Point-per-instance localization data -
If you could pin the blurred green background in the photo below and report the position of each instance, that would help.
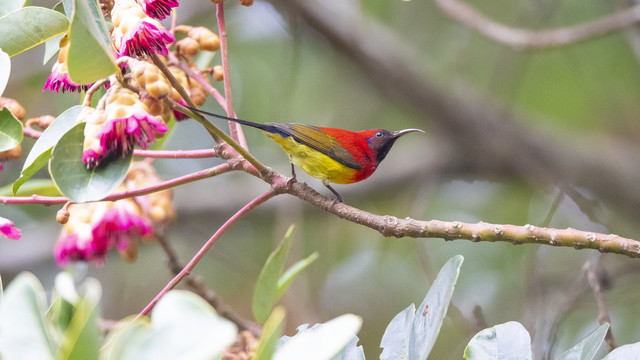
(284, 70)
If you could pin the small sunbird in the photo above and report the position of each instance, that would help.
(329, 154)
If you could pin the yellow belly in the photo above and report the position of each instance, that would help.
(315, 163)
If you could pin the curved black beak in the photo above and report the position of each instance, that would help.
(397, 134)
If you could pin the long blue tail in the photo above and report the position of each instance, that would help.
(267, 128)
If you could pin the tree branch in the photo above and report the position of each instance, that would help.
(527, 39)
(389, 226)
(475, 126)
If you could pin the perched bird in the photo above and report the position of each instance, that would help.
(329, 154)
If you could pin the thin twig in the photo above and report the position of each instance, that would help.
(196, 283)
(234, 128)
(194, 261)
(603, 314)
(176, 154)
(451, 230)
(525, 39)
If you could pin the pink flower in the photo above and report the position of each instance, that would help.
(118, 136)
(8, 229)
(158, 9)
(59, 79)
(94, 229)
(145, 38)
(118, 227)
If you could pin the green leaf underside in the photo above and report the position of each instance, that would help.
(41, 150)
(7, 6)
(25, 334)
(88, 35)
(430, 314)
(266, 291)
(183, 326)
(270, 334)
(5, 70)
(10, 130)
(71, 175)
(322, 341)
(52, 46)
(588, 347)
(22, 29)
(505, 341)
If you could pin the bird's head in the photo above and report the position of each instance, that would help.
(380, 141)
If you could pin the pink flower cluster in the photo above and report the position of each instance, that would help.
(108, 226)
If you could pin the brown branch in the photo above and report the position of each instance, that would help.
(603, 314)
(488, 135)
(526, 39)
(198, 286)
(389, 226)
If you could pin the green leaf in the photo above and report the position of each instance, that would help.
(22, 29)
(501, 342)
(625, 352)
(285, 280)
(322, 341)
(44, 187)
(23, 331)
(7, 6)
(430, 314)
(5, 70)
(81, 338)
(352, 351)
(89, 35)
(588, 347)
(395, 341)
(266, 292)
(41, 151)
(71, 176)
(10, 130)
(183, 326)
(270, 334)
(52, 46)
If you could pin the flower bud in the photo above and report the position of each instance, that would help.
(16, 109)
(218, 73)
(188, 46)
(206, 38)
(62, 216)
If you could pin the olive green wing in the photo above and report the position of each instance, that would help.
(319, 140)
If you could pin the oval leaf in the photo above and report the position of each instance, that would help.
(71, 176)
(430, 314)
(588, 347)
(508, 341)
(7, 6)
(25, 28)
(23, 331)
(322, 341)
(10, 130)
(183, 326)
(89, 35)
(625, 352)
(5, 70)
(41, 150)
(395, 340)
(266, 291)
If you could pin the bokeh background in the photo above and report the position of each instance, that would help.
(577, 104)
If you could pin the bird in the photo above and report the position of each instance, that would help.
(330, 154)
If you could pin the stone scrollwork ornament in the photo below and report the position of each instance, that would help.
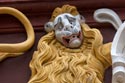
(12, 50)
(71, 52)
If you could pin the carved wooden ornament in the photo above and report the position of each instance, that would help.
(11, 50)
(118, 44)
(71, 52)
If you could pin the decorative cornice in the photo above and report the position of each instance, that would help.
(39, 12)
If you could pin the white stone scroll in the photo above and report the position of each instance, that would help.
(118, 44)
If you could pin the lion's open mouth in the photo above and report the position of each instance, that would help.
(68, 39)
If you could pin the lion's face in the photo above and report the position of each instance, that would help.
(68, 30)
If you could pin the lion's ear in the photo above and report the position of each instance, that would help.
(49, 26)
(80, 18)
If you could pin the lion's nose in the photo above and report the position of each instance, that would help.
(75, 31)
(68, 28)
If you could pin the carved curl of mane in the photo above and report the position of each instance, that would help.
(65, 9)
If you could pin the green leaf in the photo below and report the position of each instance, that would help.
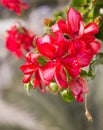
(79, 3)
(67, 96)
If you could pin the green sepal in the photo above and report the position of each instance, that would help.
(67, 95)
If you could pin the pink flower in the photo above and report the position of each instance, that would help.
(78, 87)
(19, 39)
(15, 5)
(84, 44)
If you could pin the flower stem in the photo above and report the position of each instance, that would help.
(87, 114)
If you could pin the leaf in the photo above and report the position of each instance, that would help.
(67, 96)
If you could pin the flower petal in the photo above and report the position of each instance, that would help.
(28, 68)
(70, 62)
(84, 58)
(91, 29)
(26, 78)
(73, 18)
(60, 77)
(95, 46)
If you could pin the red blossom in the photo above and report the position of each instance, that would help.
(78, 87)
(32, 69)
(84, 44)
(19, 39)
(55, 48)
(15, 5)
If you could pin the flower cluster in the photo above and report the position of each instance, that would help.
(19, 39)
(16, 5)
(68, 48)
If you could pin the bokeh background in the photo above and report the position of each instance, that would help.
(36, 111)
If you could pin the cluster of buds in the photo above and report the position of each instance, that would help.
(61, 55)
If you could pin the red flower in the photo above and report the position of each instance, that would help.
(78, 87)
(55, 48)
(32, 67)
(19, 39)
(83, 42)
(15, 5)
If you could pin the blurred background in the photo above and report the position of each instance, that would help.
(35, 111)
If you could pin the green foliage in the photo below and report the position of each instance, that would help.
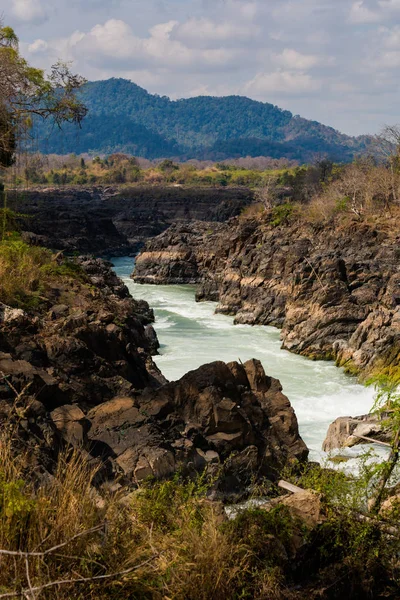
(26, 271)
(27, 91)
(282, 214)
(167, 504)
(124, 117)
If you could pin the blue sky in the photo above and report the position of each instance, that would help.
(335, 61)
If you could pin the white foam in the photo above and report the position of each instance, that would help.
(191, 335)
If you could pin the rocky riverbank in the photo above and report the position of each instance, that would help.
(116, 220)
(78, 370)
(334, 292)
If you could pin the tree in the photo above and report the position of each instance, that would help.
(26, 92)
(387, 406)
(387, 145)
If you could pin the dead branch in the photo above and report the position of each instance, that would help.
(40, 588)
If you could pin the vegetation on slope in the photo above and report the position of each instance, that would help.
(125, 118)
(65, 539)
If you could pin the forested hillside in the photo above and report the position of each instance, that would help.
(124, 117)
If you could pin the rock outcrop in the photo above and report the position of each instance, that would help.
(88, 342)
(346, 432)
(116, 221)
(335, 293)
(231, 419)
(78, 371)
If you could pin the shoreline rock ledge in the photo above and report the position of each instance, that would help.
(78, 372)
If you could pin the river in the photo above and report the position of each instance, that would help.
(191, 334)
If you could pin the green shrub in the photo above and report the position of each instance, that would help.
(282, 214)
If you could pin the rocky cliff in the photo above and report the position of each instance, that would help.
(78, 370)
(116, 220)
(334, 292)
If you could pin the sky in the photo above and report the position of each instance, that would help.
(333, 61)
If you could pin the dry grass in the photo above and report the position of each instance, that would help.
(168, 528)
(26, 271)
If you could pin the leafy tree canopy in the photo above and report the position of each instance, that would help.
(26, 91)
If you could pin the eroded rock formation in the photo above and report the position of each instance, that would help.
(334, 292)
(116, 221)
(79, 371)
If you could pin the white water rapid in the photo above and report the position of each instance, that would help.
(191, 334)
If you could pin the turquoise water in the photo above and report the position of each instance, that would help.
(191, 334)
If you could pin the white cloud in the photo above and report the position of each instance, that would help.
(38, 46)
(390, 5)
(205, 32)
(29, 11)
(360, 13)
(291, 59)
(281, 82)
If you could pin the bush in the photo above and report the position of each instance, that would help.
(282, 214)
(26, 271)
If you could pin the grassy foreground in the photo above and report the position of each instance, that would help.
(67, 539)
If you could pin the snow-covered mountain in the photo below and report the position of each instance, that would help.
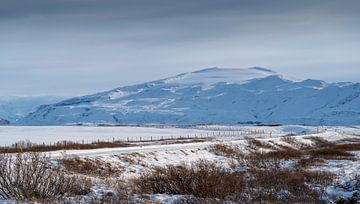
(214, 95)
(13, 108)
(4, 122)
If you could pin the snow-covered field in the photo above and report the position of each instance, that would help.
(87, 134)
(52, 134)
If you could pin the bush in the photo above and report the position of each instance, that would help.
(201, 179)
(29, 177)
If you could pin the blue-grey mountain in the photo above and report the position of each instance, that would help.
(217, 96)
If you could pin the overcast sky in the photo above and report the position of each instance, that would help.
(75, 47)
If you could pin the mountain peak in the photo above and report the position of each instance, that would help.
(262, 69)
(214, 75)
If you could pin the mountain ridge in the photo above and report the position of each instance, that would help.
(213, 95)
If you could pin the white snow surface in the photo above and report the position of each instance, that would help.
(52, 134)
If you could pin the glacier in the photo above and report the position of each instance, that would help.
(211, 96)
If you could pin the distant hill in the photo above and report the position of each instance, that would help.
(12, 108)
(4, 122)
(215, 95)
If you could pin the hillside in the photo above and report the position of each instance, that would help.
(215, 95)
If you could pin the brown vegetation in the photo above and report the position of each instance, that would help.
(201, 179)
(89, 166)
(29, 177)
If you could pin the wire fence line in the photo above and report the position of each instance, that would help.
(153, 138)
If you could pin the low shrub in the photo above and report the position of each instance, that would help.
(28, 176)
(201, 179)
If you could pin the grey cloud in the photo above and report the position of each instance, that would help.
(72, 47)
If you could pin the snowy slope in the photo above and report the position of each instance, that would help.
(13, 108)
(214, 95)
(4, 122)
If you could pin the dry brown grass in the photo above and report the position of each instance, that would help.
(202, 179)
(226, 151)
(285, 186)
(256, 144)
(64, 145)
(29, 177)
(88, 166)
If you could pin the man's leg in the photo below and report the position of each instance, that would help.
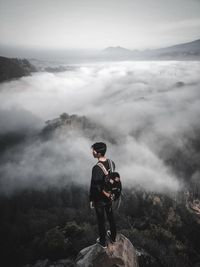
(101, 222)
(110, 216)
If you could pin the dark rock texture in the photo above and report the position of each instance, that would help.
(119, 254)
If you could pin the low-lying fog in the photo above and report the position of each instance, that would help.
(148, 106)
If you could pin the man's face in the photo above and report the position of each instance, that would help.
(94, 153)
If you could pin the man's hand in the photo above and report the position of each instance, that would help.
(91, 205)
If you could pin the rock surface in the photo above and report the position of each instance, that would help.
(119, 254)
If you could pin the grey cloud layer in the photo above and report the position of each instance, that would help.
(144, 104)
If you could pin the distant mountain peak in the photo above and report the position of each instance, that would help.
(116, 50)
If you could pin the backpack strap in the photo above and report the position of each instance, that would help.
(111, 165)
(103, 168)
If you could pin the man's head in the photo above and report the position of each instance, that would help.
(99, 149)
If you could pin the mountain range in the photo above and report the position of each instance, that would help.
(190, 51)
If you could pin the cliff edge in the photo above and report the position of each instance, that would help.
(119, 254)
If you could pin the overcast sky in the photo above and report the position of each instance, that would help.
(67, 24)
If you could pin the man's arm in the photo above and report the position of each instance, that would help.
(96, 182)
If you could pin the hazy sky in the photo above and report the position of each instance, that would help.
(98, 23)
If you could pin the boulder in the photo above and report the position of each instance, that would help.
(119, 254)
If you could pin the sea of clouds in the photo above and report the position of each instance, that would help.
(149, 107)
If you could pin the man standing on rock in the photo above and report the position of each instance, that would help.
(99, 199)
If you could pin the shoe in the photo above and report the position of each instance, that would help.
(102, 244)
(109, 236)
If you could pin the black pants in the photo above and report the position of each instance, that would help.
(101, 208)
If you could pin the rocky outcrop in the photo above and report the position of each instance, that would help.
(14, 68)
(119, 254)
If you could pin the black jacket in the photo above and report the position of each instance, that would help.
(96, 185)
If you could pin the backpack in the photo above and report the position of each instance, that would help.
(111, 186)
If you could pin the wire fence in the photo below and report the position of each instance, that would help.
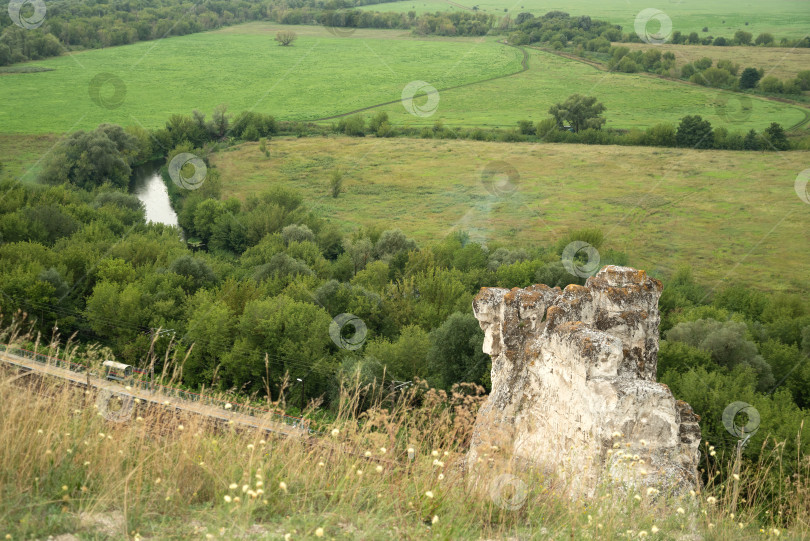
(166, 391)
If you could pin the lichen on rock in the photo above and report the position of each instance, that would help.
(573, 374)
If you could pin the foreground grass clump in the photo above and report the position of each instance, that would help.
(388, 466)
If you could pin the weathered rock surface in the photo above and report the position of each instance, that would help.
(573, 374)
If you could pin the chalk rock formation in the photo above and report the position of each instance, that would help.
(573, 375)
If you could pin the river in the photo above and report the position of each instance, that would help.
(147, 185)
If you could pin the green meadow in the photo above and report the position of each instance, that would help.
(632, 100)
(322, 76)
(734, 217)
(782, 18)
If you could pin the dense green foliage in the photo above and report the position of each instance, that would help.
(260, 300)
(70, 25)
(558, 28)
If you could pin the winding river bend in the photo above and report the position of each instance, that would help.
(147, 185)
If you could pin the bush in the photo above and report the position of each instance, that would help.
(354, 125)
(771, 85)
(694, 132)
(749, 78)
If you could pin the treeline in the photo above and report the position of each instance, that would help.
(559, 30)
(70, 25)
(692, 132)
(258, 301)
(724, 74)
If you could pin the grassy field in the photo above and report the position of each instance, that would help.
(320, 75)
(632, 100)
(66, 472)
(23, 156)
(782, 18)
(244, 68)
(777, 61)
(730, 215)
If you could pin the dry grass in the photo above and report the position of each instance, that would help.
(780, 62)
(64, 469)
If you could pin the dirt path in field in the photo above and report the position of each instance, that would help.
(804, 108)
(524, 63)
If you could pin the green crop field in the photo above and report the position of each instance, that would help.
(321, 75)
(782, 18)
(632, 100)
(243, 67)
(732, 216)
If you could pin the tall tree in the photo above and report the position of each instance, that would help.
(581, 112)
(694, 132)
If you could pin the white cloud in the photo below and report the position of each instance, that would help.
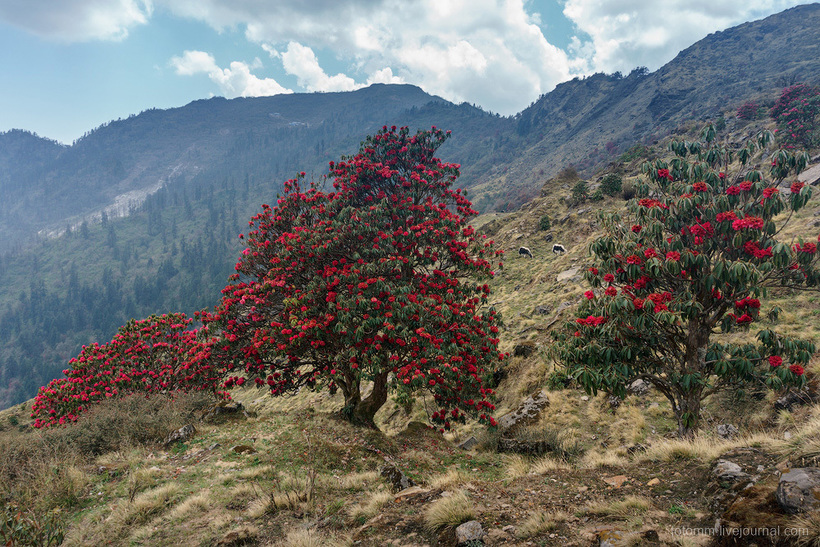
(630, 33)
(77, 20)
(301, 62)
(235, 81)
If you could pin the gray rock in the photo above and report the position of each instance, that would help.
(728, 471)
(799, 490)
(468, 443)
(469, 532)
(182, 435)
(526, 413)
(639, 388)
(727, 431)
(396, 477)
(542, 309)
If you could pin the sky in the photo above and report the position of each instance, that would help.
(68, 66)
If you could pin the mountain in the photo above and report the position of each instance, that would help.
(141, 215)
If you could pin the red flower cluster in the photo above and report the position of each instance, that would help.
(148, 356)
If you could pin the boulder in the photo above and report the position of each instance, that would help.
(470, 533)
(799, 490)
(527, 412)
(395, 477)
(183, 434)
(728, 471)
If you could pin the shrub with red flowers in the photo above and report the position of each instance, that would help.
(796, 115)
(152, 355)
(710, 248)
(377, 281)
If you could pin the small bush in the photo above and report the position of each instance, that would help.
(611, 184)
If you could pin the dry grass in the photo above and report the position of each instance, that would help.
(374, 501)
(623, 509)
(449, 512)
(540, 522)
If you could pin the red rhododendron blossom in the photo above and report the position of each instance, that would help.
(769, 192)
(727, 215)
(796, 369)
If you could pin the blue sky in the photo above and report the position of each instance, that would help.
(71, 65)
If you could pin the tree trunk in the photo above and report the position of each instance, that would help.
(687, 412)
(362, 411)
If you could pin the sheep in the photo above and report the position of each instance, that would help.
(523, 251)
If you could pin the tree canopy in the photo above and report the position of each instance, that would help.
(379, 280)
(691, 260)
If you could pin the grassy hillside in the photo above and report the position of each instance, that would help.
(289, 472)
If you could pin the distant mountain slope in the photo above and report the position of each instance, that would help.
(189, 178)
(583, 120)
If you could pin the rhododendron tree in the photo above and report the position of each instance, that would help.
(687, 266)
(154, 355)
(376, 284)
(796, 113)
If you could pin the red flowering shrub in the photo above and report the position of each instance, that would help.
(796, 114)
(709, 245)
(376, 281)
(148, 356)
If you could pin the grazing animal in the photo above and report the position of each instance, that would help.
(523, 251)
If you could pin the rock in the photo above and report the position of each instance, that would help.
(243, 449)
(542, 309)
(569, 275)
(799, 490)
(395, 477)
(183, 434)
(728, 471)
(727, 431)
(524, 349)
(468, 443)
(469, 532)
(639, 388)
(224, 409)
(527, 412)
(616, 482)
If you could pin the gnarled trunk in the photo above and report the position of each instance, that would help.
(362, 411)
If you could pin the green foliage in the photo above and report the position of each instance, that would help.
(29, 529)
(682, 267)
(580, 191)
(611, 184)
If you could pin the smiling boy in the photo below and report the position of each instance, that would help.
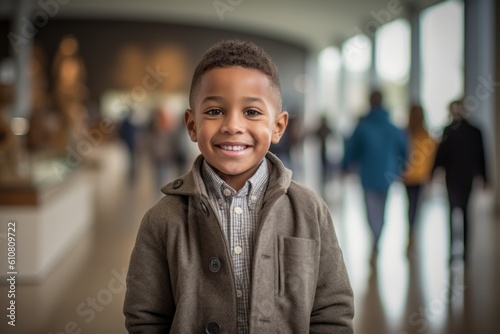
(236, 246)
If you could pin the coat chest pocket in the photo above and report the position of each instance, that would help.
(297, 264)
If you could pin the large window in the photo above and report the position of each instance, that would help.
(393, 67)
(442, 60)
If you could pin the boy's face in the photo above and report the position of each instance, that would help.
(234, 119)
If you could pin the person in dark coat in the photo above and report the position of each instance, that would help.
(461, 155)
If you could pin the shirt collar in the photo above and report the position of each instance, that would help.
(254, 187)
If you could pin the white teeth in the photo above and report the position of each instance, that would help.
(233, 148)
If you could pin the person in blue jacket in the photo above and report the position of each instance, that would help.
(378, 150)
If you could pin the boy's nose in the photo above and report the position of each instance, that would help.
(233, 123)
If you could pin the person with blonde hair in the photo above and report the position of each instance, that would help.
(418, 169)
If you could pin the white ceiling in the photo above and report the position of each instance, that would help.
(313, 24)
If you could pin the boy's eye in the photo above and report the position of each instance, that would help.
(214, 112)
(251, 112)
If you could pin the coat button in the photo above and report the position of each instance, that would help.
(214, 264)
(177, 183)
(212, 328)
(204, 209)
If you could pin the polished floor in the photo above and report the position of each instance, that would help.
(399, 293)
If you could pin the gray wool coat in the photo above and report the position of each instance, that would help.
(180, 278)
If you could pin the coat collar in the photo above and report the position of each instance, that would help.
(191, 184)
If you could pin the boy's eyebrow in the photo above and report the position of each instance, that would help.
(245, 99)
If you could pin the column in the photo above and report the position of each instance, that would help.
(21, 40)
(415, 70)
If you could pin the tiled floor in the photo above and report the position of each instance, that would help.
(400, 294)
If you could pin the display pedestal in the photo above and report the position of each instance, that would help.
(49, 220)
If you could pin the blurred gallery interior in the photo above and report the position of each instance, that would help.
(92, 96)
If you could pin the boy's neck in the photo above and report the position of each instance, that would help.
(237, 182)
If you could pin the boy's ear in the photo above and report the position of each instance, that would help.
(280, 124)
(190, 125)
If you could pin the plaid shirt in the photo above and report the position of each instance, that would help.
(238, 212)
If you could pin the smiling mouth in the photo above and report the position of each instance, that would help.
(233, 148)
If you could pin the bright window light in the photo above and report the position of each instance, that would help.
(442, 60)
(393, 51)
(356, 53)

What you need to do -
Each line from the one holding "If you could pin the plaid" to the end of the data above goes into the answer exactly as written, and no other line does.

Response to this task -
If you could pin the plaid shirt in the photo above and report the position of each instance, that would help.
(238, 212)
If you could pin the smiling mouth in the photo above and report the position of each instance, that would help.
(233, 148)
If you could pin the bright window light in the photo above and report the position of each instance, that would help.
(442, 60)
(393, 51)
(356, 53)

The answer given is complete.